What you should do
Rewrite every line of the records below, shifting each x and y coordinate in the answers up by 125. Keep all other wording unchanged.
-- BEGIN Given information --
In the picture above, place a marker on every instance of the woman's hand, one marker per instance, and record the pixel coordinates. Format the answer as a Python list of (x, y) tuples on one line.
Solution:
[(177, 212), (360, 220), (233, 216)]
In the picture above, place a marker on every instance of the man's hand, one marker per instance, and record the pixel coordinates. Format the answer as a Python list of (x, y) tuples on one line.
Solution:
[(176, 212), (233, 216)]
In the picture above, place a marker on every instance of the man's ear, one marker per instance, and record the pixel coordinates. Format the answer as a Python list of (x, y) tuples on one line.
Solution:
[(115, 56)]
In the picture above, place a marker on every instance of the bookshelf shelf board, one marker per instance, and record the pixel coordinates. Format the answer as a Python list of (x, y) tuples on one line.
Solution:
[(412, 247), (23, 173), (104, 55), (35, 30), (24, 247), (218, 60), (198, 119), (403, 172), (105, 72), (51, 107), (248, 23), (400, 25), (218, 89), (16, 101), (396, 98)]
-- END Given information --
Task solution
In the picture above, place a marker on every instance of the woman's hand, one marker per instance, and record the pixel coordinates. Format the answer as a Python list of (x, y) tuples on one line.
Solution:
[(302, 337), (485, 345), (358, 341)]
In the picture above, place a marker on every instance of the man's hand, one marker per instance, and record the pixel coordinates. Format the answer as a Python list of (x, y) tuples on one line.
Solution:
[(301, 337), (358, 341)]
In the picture above, place a marker on every instance of the man's ear, one marker per instance, and record the pixel coordinates. Format the answer as a Python list of (x, y) tuples on one line.
Solution:
[(240, 181)]
In the picture above, place a marker on every instance of the bookshelf shelf board, one marker per instance, and record the pixel coordinates. Format the answer as a Python list of (x, y) tuples on one line.
Solution:
[(537, 372), (148, 298), (229, 180), (160, 155), (149, 372), (343, 185), (323, 244), (528, 297), (230, 197), (176, 232), (373, 148), (525, 150), (343, 214), (141, 226), (521, 223)]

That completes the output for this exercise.